GIVEN ENTRIES:
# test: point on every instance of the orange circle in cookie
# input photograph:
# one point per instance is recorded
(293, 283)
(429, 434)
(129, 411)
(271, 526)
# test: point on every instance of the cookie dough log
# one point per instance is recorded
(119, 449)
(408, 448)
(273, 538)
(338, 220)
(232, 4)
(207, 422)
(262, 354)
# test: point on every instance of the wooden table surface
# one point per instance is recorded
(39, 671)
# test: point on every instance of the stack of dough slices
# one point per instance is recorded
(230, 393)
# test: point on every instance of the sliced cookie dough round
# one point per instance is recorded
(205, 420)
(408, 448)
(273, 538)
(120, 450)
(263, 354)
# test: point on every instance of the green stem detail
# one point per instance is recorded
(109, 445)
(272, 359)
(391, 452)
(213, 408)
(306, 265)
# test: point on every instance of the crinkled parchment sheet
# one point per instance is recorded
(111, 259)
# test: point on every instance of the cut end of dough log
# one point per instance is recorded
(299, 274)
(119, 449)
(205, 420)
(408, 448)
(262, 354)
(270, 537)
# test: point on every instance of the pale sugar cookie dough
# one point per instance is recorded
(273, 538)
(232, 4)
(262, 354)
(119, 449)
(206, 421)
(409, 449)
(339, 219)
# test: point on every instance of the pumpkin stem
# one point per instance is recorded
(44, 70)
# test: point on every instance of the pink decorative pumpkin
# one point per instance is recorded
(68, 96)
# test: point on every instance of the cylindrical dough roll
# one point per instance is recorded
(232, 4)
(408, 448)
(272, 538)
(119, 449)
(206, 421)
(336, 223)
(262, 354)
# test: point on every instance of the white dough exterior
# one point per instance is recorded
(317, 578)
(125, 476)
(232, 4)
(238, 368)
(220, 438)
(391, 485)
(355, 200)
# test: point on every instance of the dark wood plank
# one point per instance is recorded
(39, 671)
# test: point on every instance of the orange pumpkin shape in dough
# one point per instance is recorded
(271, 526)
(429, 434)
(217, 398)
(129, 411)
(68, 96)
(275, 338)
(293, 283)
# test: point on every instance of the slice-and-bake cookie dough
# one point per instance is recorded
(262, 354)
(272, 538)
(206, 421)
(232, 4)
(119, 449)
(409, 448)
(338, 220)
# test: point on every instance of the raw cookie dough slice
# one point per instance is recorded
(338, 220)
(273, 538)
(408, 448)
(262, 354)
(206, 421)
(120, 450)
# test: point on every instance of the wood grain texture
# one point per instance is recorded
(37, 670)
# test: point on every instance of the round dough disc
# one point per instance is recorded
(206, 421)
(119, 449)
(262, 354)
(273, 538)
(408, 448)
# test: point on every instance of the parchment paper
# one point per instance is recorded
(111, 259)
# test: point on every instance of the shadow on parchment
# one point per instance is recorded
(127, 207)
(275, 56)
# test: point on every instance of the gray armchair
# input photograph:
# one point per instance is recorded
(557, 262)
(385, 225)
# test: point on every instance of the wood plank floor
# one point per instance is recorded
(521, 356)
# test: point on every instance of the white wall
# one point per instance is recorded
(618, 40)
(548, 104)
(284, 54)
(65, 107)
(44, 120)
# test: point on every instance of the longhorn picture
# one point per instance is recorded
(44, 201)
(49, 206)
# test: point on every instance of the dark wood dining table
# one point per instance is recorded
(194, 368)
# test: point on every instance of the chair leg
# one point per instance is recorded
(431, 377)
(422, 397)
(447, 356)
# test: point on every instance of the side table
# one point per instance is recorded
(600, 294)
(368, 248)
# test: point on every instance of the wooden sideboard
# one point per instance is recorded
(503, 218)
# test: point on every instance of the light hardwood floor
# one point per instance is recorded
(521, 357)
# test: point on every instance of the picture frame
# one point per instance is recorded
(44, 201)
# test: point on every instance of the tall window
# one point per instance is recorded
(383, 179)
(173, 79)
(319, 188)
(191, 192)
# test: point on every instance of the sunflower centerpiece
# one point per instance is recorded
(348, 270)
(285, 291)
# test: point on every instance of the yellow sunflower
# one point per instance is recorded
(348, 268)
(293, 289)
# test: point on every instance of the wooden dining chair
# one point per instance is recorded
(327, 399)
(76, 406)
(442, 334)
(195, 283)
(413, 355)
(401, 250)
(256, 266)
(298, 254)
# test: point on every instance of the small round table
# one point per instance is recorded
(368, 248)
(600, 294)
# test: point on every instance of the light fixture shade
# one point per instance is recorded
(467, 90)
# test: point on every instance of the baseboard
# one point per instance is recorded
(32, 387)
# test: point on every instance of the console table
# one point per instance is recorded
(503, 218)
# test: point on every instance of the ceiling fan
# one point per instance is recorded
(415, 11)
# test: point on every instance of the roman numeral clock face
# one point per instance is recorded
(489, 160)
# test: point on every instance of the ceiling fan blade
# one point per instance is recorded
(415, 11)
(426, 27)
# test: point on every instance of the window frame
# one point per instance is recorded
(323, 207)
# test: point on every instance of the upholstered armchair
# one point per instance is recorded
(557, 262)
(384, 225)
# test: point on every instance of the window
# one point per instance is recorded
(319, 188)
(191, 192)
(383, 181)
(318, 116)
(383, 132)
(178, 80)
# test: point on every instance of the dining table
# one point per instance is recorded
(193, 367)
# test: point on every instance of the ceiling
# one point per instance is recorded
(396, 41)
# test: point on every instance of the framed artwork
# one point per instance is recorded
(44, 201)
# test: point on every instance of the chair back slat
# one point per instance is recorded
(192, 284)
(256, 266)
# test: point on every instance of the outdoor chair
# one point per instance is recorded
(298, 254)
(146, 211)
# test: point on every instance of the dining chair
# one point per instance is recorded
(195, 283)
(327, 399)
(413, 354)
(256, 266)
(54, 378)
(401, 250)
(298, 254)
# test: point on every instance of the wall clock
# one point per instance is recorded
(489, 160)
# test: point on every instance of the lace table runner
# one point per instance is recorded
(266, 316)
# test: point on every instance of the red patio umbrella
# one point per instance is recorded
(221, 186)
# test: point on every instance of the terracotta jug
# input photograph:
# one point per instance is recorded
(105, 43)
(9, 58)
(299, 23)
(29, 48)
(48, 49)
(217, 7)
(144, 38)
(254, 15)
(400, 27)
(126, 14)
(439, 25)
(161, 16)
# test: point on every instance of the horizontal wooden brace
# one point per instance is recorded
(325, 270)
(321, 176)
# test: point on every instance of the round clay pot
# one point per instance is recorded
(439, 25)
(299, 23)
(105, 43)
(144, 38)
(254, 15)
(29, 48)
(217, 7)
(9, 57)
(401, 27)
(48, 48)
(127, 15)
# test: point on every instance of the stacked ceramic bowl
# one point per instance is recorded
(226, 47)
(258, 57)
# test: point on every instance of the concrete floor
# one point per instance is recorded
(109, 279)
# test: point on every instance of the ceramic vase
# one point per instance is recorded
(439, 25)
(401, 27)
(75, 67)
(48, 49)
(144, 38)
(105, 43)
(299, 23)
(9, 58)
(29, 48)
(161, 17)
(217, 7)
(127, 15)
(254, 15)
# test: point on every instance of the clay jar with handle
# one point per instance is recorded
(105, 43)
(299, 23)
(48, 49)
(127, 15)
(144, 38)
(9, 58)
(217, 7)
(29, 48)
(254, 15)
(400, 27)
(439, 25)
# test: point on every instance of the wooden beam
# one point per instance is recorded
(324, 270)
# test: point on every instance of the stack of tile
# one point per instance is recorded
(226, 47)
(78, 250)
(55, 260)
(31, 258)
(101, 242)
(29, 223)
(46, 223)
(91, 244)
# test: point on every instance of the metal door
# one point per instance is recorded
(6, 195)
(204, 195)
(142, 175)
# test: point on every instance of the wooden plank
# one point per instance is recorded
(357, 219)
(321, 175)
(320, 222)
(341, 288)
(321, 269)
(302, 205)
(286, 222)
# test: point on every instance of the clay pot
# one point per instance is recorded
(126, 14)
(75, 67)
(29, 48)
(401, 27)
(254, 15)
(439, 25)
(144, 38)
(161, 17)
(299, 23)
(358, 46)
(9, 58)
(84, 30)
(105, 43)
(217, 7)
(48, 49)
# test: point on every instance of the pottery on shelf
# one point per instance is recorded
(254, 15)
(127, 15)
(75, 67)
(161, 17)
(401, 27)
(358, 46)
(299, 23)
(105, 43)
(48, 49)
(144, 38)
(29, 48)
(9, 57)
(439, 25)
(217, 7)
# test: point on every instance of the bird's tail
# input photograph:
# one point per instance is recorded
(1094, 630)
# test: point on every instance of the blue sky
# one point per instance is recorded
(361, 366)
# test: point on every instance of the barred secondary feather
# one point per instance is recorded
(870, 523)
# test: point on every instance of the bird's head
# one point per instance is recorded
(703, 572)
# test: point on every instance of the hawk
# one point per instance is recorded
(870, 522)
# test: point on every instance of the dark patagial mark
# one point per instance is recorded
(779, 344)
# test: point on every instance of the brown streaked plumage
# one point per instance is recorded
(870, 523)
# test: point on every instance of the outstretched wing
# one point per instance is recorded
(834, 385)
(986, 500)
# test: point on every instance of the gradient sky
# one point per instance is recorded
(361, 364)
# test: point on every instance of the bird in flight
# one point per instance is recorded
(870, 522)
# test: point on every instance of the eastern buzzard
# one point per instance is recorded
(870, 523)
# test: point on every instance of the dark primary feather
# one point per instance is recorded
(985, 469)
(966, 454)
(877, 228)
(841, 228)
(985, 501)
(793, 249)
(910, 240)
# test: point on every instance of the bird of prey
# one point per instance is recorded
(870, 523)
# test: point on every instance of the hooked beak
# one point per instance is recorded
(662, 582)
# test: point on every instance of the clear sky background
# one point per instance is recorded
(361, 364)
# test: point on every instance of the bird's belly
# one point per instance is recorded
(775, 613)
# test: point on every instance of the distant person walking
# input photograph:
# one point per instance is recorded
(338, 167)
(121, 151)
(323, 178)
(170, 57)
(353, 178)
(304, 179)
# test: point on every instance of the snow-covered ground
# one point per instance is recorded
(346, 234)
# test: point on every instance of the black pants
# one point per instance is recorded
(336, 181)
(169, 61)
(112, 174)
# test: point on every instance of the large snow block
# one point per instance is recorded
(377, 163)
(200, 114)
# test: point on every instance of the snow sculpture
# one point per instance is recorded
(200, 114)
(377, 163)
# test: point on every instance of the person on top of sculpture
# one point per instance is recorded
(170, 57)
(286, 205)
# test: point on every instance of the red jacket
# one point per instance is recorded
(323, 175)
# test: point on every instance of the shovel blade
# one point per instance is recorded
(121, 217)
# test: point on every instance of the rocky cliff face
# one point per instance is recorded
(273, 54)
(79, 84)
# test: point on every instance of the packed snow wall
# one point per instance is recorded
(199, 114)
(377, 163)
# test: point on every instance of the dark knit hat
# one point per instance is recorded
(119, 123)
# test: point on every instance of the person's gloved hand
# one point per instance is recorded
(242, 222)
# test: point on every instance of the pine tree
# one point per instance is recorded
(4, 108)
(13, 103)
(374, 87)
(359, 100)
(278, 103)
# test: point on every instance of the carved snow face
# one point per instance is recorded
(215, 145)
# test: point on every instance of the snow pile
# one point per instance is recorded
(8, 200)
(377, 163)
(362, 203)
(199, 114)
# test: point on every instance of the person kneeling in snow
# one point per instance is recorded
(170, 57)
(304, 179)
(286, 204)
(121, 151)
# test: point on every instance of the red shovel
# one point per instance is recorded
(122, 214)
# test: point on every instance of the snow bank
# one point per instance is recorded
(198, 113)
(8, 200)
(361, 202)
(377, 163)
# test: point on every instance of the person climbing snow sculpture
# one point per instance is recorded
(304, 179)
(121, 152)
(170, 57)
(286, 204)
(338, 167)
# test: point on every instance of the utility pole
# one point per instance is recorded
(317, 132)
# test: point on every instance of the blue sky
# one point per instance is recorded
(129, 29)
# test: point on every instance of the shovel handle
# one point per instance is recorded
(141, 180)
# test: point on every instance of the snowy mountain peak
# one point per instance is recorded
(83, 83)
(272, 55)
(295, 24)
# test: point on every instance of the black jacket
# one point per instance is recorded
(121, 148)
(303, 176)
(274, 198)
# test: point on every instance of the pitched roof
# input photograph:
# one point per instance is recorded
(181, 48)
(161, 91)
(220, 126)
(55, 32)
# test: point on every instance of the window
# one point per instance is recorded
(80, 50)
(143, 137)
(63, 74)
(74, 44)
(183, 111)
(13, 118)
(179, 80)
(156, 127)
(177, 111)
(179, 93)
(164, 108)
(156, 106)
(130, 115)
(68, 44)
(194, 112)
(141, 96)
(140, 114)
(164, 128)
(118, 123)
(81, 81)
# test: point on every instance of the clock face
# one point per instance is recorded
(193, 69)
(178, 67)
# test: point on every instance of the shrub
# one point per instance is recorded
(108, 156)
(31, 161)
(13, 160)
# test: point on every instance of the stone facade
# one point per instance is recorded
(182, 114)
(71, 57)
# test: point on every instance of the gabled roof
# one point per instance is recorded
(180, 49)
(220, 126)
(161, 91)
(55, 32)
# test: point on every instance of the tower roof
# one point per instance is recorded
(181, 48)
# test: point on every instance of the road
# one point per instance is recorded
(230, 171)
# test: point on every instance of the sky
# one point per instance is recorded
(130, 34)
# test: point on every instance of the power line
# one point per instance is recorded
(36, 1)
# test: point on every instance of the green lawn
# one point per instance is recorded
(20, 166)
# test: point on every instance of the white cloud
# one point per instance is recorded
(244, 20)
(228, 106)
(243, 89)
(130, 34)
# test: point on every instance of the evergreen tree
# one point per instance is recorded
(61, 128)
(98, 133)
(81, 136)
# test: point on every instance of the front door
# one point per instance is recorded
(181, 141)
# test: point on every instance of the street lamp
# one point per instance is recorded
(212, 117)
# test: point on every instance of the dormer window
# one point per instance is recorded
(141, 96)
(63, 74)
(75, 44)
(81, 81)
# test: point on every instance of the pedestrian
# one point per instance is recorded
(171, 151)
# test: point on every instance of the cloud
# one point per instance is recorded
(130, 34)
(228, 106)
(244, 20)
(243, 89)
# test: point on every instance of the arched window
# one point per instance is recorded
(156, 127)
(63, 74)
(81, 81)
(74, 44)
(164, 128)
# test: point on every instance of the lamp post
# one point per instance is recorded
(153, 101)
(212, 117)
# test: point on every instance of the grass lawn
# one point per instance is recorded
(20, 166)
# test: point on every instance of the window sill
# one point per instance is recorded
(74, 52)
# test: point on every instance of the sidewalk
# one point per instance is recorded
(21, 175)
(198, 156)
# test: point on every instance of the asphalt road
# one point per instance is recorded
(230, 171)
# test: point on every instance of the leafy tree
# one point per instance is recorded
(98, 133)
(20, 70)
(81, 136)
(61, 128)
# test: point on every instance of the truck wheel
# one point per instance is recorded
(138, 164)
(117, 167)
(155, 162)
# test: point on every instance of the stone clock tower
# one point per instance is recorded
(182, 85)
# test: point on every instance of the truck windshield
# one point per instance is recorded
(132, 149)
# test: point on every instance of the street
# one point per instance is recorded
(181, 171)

EXERCISE: All lines from the one with "# test: point on every instance of the asphalt" through the final line above are to be quoted exactly; quote no other line.

FINISHED EXERCISE:
# test: point on every instance of the asphalt road
# one point per instance is recorded
(230, 171)
# test: point on every instance of the leafy tree
# one point per instance is recorded
(98, 133)
(20, 70)
(81, 136)
(61, 128)
# test: point on every instance of the truck wheel
# one point per instance is recorded
(138, 164)
(117, 167)
(155, 162)
# test: point on every instance of the stone clock tower
# one point per instance is recorded
(182, 85)
# test: point on every instance of the truck windshield
# one point per instance is recorded
(132, 149)
# test: point on every instance of the street
# one point per instance is recorded
(181, 171)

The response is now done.